> **Problem to work on**
Can you give back the lines of the listing from the one containing "For each instance of the rocky" through its end, renaming "yellow fruit" to "ripe fruit" and leaving everything else unchanged?

> **Material supplied**

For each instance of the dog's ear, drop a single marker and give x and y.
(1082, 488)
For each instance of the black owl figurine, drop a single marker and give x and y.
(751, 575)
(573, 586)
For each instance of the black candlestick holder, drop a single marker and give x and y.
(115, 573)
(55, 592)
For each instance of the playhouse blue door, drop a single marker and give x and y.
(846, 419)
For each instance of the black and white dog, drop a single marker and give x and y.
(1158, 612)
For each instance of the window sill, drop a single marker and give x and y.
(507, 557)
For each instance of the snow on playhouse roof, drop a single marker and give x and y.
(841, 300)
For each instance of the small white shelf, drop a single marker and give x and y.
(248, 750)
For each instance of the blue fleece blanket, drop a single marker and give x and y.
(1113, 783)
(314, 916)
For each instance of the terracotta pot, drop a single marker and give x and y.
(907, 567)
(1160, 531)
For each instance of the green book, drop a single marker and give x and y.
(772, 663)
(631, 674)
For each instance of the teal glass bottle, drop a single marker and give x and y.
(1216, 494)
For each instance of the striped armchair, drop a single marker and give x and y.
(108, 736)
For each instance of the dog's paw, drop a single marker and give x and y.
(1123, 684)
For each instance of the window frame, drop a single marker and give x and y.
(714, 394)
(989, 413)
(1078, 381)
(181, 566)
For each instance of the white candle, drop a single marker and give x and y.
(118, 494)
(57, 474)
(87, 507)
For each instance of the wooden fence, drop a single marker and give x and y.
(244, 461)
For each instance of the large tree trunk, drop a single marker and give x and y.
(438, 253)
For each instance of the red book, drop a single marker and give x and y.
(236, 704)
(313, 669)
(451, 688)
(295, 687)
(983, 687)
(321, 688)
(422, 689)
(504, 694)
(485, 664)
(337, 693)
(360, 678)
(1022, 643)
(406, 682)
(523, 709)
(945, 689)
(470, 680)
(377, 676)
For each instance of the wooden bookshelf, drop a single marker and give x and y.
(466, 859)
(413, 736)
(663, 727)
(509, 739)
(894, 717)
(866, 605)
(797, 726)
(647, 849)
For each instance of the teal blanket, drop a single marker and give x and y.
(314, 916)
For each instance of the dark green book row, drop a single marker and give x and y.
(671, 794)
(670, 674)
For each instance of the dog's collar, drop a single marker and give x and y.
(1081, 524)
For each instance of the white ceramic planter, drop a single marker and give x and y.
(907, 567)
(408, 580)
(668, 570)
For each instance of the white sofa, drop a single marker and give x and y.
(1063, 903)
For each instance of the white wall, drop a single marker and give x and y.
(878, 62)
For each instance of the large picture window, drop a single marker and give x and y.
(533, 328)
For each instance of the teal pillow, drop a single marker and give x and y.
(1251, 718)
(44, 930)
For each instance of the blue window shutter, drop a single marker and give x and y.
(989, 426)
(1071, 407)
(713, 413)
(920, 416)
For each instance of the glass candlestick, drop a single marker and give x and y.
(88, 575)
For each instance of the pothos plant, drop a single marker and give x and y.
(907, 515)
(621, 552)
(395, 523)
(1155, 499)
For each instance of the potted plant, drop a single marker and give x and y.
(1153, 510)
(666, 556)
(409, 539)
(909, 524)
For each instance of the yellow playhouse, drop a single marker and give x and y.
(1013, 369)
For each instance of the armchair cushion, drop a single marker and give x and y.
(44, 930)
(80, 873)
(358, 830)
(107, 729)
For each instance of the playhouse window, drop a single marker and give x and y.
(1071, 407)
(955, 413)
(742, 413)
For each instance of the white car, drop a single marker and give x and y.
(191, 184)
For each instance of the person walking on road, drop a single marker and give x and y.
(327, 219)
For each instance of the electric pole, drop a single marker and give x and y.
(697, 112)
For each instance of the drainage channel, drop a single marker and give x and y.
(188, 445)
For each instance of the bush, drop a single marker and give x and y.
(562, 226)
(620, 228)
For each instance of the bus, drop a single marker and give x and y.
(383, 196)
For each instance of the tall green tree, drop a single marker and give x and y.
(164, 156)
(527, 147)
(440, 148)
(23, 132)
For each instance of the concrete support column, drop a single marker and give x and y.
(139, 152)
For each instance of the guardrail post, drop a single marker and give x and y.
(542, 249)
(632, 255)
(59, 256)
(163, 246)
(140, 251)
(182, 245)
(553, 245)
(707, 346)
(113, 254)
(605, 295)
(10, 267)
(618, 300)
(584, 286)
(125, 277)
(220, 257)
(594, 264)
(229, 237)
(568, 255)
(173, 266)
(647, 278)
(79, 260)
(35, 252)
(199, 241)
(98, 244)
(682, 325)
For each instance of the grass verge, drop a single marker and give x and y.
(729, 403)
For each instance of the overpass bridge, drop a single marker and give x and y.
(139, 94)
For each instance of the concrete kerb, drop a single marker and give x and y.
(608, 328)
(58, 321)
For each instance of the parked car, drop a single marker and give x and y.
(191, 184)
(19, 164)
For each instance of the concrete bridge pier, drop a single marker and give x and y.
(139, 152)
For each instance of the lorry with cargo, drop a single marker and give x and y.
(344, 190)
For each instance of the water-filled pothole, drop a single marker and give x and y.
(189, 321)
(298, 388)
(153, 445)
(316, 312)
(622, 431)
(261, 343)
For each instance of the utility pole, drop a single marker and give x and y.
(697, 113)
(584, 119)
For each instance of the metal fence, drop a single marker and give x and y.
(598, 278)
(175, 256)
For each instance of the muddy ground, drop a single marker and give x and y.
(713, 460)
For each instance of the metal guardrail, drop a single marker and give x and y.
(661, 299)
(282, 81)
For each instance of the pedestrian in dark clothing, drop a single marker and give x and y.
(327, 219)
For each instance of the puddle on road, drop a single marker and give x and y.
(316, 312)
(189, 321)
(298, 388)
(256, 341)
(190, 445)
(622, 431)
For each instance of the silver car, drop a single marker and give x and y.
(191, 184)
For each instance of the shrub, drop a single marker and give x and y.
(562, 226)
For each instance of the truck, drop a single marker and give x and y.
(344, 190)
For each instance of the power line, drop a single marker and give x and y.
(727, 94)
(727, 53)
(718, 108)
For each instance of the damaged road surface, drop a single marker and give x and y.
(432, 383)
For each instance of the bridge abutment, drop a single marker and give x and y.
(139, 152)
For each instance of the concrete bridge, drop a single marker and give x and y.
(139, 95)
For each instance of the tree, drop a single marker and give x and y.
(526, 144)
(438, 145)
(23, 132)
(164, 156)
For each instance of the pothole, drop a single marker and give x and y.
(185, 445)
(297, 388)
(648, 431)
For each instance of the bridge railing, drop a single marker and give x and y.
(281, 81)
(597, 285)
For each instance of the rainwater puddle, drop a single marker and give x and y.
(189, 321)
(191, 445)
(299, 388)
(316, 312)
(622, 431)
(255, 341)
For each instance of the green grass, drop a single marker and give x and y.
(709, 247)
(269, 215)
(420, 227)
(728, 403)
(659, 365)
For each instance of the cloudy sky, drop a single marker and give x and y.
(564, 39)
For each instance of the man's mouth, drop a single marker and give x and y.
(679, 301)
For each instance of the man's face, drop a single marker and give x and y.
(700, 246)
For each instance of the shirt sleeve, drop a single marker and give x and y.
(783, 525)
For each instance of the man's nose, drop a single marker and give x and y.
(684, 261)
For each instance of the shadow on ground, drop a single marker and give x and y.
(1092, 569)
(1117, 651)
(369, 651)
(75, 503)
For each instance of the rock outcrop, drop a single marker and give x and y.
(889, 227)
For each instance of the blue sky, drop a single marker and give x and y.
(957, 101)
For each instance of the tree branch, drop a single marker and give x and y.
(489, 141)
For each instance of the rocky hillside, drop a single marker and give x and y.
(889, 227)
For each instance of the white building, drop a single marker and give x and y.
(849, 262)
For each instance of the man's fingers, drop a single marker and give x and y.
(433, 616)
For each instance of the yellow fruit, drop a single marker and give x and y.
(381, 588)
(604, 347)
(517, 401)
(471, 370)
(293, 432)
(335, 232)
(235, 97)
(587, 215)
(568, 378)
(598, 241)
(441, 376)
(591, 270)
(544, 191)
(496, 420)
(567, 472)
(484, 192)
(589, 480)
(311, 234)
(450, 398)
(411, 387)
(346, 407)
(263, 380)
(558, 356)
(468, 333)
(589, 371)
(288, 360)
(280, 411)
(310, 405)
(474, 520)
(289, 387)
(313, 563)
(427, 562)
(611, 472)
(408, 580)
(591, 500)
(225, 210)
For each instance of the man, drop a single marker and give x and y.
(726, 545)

> **Exercise solution**
For each instance of the rocky hillside, drop a single marker and give x and y.
(889, 227)
For each instance of the white building, drop a single marker and give x and y.
(849, 262)
For each instance of the man's fingers, drop a single marker and give x and y.
(433, 616)
For each instance of the ripe fruit, drop a single marker and give x and y.
(381, 588)
(604, 347)
(517, 401)
(471, 370)
(293, 432)
(335, 232)
(235, 97)
(587, 215)
(568, 378)
(598, 241)
(441, 376)
(591, 270)
(544, 191)
(496, 420)
(567, 472)
(484, 192)
(589, 480)
(311, 234)
(450, 398)
(411, 387)
(346, 407)
(263, 380)
(558, 356)
(468, 333)
(589, 371)
(288, 360)
(280, 411)
(310, 405)
(474, 520)
(289, 387)
(313, 563)
(427, 562)
(611, 472)
(408, 580)
(591, 500)
(225, 210)
For each instance of the man, drop a single marker and give x and y.
(726, 545)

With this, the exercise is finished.